TASK PROMPT » The records follow. Copy each one exactly.

[Stored data]
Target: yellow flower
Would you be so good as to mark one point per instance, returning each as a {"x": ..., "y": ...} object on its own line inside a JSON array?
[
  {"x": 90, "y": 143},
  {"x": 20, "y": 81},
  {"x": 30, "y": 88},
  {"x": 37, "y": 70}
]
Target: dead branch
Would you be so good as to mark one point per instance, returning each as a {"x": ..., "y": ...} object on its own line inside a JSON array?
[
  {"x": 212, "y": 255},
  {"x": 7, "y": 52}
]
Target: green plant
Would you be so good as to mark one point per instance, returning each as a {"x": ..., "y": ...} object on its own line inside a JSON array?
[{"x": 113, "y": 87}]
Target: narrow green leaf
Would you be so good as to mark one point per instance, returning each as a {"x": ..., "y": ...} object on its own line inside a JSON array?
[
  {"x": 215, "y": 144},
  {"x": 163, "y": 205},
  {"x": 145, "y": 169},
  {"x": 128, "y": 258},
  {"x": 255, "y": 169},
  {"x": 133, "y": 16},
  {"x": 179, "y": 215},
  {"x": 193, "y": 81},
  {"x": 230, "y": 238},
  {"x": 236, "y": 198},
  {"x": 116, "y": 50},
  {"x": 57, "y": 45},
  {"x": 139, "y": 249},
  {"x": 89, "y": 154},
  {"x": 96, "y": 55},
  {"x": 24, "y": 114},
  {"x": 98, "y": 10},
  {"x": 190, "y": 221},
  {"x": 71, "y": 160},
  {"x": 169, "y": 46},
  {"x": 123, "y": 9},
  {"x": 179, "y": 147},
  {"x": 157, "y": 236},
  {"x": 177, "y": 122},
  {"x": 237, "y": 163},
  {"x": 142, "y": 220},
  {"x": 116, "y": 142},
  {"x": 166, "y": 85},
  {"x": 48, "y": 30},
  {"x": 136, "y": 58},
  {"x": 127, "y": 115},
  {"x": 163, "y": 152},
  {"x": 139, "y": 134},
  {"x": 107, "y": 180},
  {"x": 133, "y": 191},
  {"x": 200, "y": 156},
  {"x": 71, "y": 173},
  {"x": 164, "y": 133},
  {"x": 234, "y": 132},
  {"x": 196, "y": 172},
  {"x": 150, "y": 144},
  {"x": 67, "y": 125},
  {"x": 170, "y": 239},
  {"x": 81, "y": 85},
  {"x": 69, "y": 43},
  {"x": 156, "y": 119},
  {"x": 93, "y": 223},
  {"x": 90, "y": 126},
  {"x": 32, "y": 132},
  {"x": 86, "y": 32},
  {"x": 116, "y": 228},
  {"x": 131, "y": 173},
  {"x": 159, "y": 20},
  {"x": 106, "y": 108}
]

PROBLEM SOLUTION »
Target: yellow flower
Would you be so good as to mark one point per instance, returning each as a {"x": ..., "y": ...} object on its own line inside a JSON array?
[
  {"x": 90, "y": 143},
  {"x": 20, "y": 81},
  {"x": 30, "y": 88},
  {"x": 37, "y": 70}
]
Target: dead branch
Would you be so good as to mark one point per instance, returning each as a {"x": ..., "y": ...} object on its own line inside a JSON array?
[
  {"x": 212, "y": 255},
  {"x": 7, "y": 52}
]
Target: green plant
Would you be so good as to mark one point per instance, returning each as a {"x": ..., "y": ...} object on its own line inside a JSON array?
[{"x": 113, "y": 87}]
Target: narrow green leaf
Would you be so good as to mark one point per instance, returning each as a {"x": ..., "y": ...} object on its own line inside a JSON array?
[
  {"x": 215, "y": 144},
  {"x": 163, "y": 205},
  {"x": 145, "y": 169},
  {"x": 128, "y": 258},
  {"x": 255, "y": 169},
  {"x": 133, "y": 16},
  {"x": 179, "y": 215},
  {"x": 193, "y": 81},
  {"x": 230, "y": 238},
  {"x": 236, "y": 198},
  {"x": 116, "y": 50},
  {"x": 57, "y": 45},
  {"x": 139, "y": 249},
  {"x": 89, "y": 154},
  {"x": 96, "y": 55},
  {"x": 24, "y": 114},
  {"x": 98, "y": 10},
  {"x": 190, "y": 221},
  {"x": 71, "y": 160},
  {"x": 169, "y": 46},
  {"x": 123, "y": 9},
  {"x": 179, "y": 147},
  {"x": 157, "y": 236},
  {"x": 177, "y": 122},
  {"x": 237, "y": 163},
  {"x": 142, "y": 220},
  {"x": 116, "y": 142},
  {"x": 166, "y": 85},
  {"x": 48, "y": 30},
  {"x": 136, "y": 58},
  {"x": 127, "y": 115},
  {"x": 163, "y": 152},
  {"x": 139, "y": 134},
  {"x": 107, "y": 180},
  {"x": 133, "y": 191},
  {"x": 200, "y": 156},
  {"x": 71, "y": 173},
  {"x": 164, "y": 133},
  {"x": 234, "y": 132},
  {"x": 196, "y": 172},
  {"x": 150, "y": 144},
  {"x": 67, "y": 125},
  {"x": 170, "y": 239},
  {"x": 81, "y": 85},
  {"x": 69, "y": 43},
  {"x": 156, "y": 119},
  {"x": 93, "y": 223},
  {"x": 90, "y": 126},
  {"x": 32, "y": 132},
  {"x": 86, "y": 32},
  {"x": 116, "y": 228},
  {"x": 131, "y": 173},
  {"x": 159, "y": 20},
  {"x": 106, "y": 108}
]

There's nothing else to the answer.